**Fragmento para leer**:
▶

Reloj de arena

Miguel Caiceo: Doña Paca y la eternidad

Dejó Sevilla para probar suerte en Madrid como artista y el éxito le llegó con una frase: «Sólo tengo ganas de morirme»

Miguel Caiceo

Félix Machuca

Ni la Vaporeta, ni la Thermomix, ni el robot Rumba. Con Doña Paca no ha podido ni la línea blanca del hogar, ni el nuevo servicio doméstico que vino con la emigración. Doña Paca no es superwoman y siempre tiene ganas de morirse. Pero sigue ahí: con su pañuelito en la cabeza, el babi de doméstica y un plumero para que se le vea las intenciones de que vino hace mucho tiempo para quedarse como un personaje camino de la eternidad. A Miguel Caiceo le dijo Gila que Doña Paca le acompañaría durante toda su vida. Y Tony Leblanc , en una visita a camerinos en un teatro de Madrid, le confesó al niño de la calle Santa Clara que lo tenía todo para triunfar y que solo le faltaba que le sonara la flauta. ¿La flauta? ¿Acaso Caiceo era Hamelín? La flauta, en el argot de los cómicos de la legua, es la suerte. Y la suerte, miren por dónde, se llamaba Doña Paca . En Bilbao o en Lérida. En Badajoz o en Burgos. Allá por donde pasa esa sonrisa sobre piernas que es Caiceo la gente le pregunta no por él, sino por Doña Paca. Que nació con tanto apetito que parece que se comió a su creador. Aunque hay banquetes que uno paga con sumo gusto.

◀

**Datos registrados**:

▶

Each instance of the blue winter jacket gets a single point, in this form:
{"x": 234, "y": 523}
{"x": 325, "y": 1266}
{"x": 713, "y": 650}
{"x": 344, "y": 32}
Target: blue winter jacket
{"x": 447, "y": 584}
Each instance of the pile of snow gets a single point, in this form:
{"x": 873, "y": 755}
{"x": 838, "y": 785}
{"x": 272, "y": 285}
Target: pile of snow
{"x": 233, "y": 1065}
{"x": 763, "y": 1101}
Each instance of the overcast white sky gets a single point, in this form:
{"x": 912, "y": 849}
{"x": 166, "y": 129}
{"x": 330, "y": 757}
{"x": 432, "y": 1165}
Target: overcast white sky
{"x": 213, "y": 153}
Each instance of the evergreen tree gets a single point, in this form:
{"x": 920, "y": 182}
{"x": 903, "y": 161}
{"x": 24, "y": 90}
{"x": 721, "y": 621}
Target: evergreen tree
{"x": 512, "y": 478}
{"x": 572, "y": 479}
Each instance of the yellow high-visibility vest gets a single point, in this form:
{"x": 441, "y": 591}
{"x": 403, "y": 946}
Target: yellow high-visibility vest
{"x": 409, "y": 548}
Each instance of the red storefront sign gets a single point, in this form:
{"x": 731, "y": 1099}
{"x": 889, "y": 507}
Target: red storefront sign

◀

Contesta estas preguntas sobre el texto de Miguel Caiceo:
(a) ¿Qué ciudad dejó Caiceo para probar suerte en Madrid como artista?
(b) ¿Quién le dijo a Caiceo que Doña Paca lo acompañaría toda su vida?
(c) Según el argot de los cómicos de la legua, ¿qué quiere decir «la flauta»?

**Solución del ejercicio**:
(a) Sevilla.
(b) Gila.
(c) La suerte.